● **TASK INSTRUCTIONS**: Please copy each line below that contains the string "surface".

ENTRIES SHOWN: Begin

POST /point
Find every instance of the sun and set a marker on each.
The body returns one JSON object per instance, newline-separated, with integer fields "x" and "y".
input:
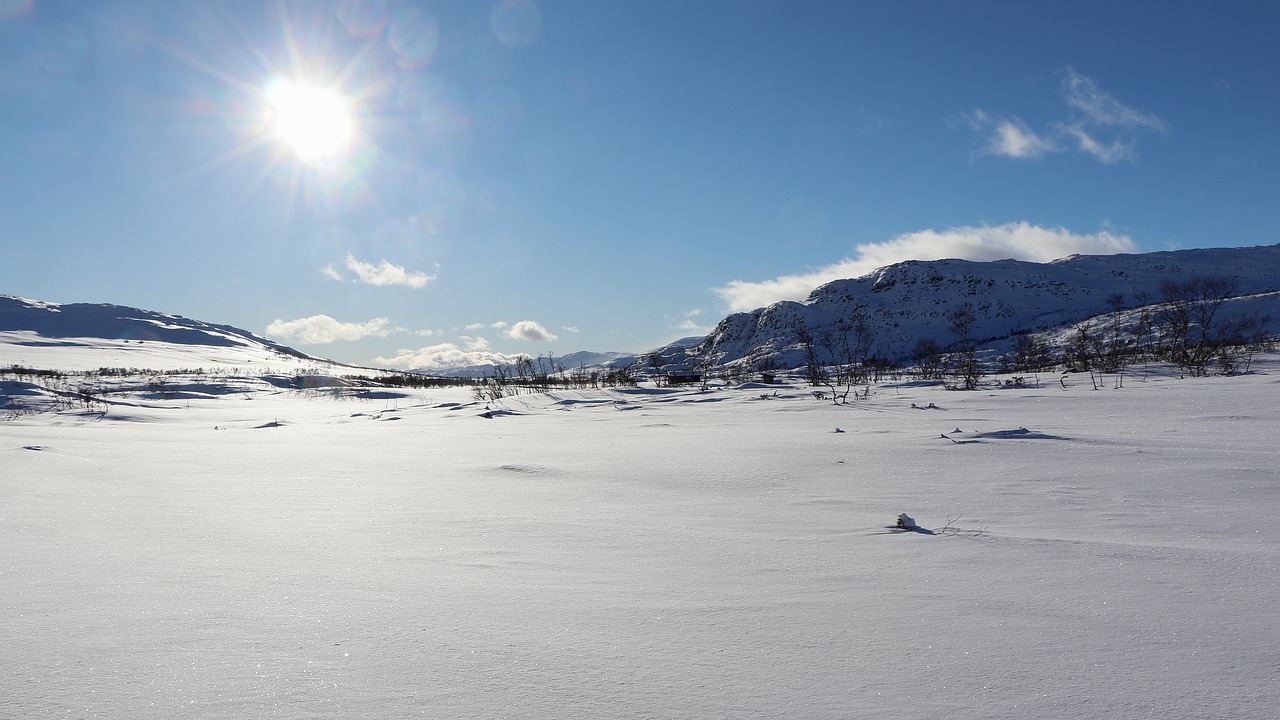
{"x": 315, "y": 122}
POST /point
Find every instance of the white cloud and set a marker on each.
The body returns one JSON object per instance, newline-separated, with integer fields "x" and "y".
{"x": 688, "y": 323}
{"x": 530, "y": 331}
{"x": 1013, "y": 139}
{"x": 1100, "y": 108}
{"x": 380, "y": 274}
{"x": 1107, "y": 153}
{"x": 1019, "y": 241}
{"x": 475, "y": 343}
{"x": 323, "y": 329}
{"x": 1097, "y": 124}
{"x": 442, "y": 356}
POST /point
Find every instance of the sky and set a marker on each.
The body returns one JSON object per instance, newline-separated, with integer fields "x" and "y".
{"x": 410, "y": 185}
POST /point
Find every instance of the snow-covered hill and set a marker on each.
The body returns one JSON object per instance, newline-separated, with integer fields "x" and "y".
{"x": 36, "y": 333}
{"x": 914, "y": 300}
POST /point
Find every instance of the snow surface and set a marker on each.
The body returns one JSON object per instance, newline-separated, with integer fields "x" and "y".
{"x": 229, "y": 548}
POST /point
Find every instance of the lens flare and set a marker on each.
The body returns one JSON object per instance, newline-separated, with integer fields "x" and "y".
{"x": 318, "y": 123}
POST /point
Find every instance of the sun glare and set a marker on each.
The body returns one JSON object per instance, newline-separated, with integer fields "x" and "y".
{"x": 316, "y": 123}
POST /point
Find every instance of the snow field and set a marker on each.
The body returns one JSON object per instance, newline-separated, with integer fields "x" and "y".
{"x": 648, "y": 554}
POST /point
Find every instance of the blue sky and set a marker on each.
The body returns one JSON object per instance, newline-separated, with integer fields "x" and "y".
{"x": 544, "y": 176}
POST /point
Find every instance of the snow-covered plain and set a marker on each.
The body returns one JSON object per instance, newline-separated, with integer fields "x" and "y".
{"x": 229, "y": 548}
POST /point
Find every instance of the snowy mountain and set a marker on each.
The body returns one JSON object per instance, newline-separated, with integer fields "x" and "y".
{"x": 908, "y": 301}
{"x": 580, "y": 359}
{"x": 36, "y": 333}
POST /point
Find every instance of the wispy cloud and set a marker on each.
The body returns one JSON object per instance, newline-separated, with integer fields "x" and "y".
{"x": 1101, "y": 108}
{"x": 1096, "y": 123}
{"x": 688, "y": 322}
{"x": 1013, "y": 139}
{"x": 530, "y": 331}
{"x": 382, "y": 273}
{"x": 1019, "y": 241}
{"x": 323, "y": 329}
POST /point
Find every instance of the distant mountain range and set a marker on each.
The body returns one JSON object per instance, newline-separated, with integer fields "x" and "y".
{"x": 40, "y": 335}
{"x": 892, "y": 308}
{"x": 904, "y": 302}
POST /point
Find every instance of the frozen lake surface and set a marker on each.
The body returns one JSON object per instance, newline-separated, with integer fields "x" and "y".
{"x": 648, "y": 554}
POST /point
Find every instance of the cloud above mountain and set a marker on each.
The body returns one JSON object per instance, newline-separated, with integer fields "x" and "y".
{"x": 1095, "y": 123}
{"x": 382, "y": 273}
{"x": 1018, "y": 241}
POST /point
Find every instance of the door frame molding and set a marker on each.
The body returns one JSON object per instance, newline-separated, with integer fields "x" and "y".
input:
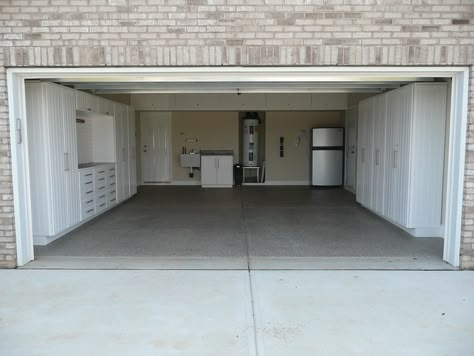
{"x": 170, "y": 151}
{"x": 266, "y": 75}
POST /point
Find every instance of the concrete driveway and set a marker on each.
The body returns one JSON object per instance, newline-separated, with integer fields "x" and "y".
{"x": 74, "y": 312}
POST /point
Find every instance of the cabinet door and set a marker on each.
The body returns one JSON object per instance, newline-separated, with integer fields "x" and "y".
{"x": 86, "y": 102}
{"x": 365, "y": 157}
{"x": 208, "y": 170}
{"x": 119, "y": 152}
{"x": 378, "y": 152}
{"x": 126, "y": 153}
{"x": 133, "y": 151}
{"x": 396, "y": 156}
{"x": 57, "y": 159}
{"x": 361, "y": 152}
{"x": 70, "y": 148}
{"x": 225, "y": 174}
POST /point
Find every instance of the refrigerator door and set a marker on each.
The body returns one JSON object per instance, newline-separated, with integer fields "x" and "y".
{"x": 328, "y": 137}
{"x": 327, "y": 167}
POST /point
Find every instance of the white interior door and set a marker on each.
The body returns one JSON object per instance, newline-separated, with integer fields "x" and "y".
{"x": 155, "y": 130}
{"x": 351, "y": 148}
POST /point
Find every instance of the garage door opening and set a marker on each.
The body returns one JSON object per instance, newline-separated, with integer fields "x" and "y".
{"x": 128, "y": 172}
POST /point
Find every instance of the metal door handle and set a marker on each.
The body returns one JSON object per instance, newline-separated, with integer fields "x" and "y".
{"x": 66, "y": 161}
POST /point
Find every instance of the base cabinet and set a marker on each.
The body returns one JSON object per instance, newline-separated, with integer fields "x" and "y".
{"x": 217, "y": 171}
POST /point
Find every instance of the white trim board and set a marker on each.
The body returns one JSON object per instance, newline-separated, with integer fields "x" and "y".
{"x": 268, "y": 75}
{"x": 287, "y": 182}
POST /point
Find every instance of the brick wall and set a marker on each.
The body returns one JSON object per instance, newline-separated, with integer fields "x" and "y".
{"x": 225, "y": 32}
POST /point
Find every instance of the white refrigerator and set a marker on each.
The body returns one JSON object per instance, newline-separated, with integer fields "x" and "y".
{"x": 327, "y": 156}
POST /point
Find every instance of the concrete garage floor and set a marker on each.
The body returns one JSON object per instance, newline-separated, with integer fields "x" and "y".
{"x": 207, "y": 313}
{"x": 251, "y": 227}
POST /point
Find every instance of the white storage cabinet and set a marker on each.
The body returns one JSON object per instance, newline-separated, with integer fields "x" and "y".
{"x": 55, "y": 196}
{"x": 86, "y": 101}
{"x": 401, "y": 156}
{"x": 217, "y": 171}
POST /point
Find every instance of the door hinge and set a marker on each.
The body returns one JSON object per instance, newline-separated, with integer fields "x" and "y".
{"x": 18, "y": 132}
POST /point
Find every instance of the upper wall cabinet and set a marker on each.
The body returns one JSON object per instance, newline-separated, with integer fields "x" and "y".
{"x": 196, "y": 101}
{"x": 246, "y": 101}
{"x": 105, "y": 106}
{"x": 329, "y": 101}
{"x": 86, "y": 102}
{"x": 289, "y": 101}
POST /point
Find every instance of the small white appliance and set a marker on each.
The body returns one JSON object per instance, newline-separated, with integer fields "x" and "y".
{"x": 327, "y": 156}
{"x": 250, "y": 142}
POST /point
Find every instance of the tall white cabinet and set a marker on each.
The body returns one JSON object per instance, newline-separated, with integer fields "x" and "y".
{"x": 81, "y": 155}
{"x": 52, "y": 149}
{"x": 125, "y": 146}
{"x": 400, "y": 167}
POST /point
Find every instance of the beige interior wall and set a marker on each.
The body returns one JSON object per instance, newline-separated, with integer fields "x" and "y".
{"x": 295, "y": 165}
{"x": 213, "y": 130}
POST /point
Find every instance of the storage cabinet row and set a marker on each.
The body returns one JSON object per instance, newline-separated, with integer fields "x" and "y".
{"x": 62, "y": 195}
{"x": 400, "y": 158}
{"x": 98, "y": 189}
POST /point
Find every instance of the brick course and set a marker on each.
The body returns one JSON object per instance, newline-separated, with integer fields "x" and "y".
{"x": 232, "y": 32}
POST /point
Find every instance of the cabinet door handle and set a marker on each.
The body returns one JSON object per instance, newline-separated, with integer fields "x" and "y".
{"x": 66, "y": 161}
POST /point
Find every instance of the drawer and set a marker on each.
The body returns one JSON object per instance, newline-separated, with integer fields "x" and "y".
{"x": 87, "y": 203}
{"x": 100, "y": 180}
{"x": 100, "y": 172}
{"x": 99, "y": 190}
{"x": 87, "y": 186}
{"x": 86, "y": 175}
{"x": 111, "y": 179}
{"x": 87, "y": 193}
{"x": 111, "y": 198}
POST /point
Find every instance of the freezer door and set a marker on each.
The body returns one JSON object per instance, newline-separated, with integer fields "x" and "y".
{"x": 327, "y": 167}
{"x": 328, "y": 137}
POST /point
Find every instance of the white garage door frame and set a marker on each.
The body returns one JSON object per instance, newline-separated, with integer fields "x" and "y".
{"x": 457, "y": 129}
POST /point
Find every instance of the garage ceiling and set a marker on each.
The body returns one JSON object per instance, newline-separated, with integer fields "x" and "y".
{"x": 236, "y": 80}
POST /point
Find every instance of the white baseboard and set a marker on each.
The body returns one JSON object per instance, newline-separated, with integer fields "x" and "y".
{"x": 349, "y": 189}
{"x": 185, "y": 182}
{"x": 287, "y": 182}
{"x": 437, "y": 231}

ENTRIES SHOWN: End
ENTRIES SHOWN: Begin

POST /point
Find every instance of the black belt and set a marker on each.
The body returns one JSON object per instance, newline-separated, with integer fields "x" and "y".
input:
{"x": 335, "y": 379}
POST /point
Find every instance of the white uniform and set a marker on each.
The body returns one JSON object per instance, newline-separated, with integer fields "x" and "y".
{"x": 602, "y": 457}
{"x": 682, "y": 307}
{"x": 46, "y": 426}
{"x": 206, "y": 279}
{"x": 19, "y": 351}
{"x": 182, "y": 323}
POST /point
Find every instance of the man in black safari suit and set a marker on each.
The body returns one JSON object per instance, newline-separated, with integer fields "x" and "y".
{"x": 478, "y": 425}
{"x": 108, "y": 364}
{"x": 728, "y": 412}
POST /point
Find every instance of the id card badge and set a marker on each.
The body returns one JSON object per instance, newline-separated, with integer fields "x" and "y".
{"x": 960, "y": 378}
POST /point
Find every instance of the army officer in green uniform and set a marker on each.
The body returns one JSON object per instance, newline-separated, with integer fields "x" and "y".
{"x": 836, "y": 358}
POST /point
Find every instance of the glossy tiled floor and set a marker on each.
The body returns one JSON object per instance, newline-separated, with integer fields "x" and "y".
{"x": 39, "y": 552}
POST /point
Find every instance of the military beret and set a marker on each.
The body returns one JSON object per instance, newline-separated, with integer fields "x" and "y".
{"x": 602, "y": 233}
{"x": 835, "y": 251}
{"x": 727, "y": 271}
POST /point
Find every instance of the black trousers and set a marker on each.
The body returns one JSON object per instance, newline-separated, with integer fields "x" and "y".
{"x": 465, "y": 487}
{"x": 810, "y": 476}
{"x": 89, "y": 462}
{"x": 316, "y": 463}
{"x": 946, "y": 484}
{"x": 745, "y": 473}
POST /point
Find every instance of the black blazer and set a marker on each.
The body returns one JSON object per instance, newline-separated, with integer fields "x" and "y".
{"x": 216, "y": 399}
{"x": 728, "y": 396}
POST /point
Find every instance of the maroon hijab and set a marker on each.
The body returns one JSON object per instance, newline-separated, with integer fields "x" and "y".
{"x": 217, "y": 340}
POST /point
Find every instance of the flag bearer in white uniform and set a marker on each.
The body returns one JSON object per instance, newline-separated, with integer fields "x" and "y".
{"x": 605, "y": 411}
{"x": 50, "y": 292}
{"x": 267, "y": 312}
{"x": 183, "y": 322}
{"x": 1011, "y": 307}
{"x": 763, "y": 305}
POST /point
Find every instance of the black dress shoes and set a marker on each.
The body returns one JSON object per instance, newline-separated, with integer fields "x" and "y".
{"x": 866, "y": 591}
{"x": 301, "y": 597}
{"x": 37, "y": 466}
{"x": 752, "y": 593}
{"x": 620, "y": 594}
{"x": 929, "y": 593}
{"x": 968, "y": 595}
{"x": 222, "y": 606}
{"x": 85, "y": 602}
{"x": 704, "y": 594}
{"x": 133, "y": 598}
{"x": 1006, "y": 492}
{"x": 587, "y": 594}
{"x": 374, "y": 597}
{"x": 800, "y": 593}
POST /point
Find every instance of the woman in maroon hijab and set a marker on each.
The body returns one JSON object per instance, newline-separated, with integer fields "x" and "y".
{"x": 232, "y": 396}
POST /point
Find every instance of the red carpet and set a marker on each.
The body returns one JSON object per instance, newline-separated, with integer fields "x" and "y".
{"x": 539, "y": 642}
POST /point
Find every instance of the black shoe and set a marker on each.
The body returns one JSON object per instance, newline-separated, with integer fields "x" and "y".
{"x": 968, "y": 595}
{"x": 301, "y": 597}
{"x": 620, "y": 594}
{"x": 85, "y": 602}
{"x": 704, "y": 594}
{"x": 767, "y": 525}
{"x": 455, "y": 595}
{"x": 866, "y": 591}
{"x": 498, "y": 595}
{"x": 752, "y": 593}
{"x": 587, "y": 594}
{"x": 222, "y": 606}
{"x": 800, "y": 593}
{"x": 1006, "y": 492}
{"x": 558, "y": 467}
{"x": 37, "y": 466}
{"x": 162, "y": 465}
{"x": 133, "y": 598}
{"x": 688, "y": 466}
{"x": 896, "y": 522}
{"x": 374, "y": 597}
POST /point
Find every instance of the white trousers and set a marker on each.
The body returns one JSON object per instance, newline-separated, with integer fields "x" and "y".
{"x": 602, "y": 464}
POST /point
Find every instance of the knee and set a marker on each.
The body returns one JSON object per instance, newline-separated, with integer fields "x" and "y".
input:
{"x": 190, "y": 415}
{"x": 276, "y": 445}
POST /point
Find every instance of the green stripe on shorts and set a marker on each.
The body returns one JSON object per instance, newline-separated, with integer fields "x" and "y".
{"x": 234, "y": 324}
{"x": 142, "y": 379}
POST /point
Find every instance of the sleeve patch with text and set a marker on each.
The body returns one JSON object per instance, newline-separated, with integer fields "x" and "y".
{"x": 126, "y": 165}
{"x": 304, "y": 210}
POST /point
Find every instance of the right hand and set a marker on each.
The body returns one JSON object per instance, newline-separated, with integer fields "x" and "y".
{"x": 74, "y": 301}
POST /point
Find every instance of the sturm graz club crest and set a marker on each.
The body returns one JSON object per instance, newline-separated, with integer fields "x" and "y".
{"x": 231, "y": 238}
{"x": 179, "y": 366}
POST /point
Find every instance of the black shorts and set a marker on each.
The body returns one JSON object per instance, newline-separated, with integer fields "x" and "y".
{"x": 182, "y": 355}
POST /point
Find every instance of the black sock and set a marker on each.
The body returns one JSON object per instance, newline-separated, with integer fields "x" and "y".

ENTRIES SHOWN: End

● **REPLY TO THE EXERCISE**:
Find every instance of the snow surface and set a marker on each.
Find every instance of the frozen lake surface and set a marker on each.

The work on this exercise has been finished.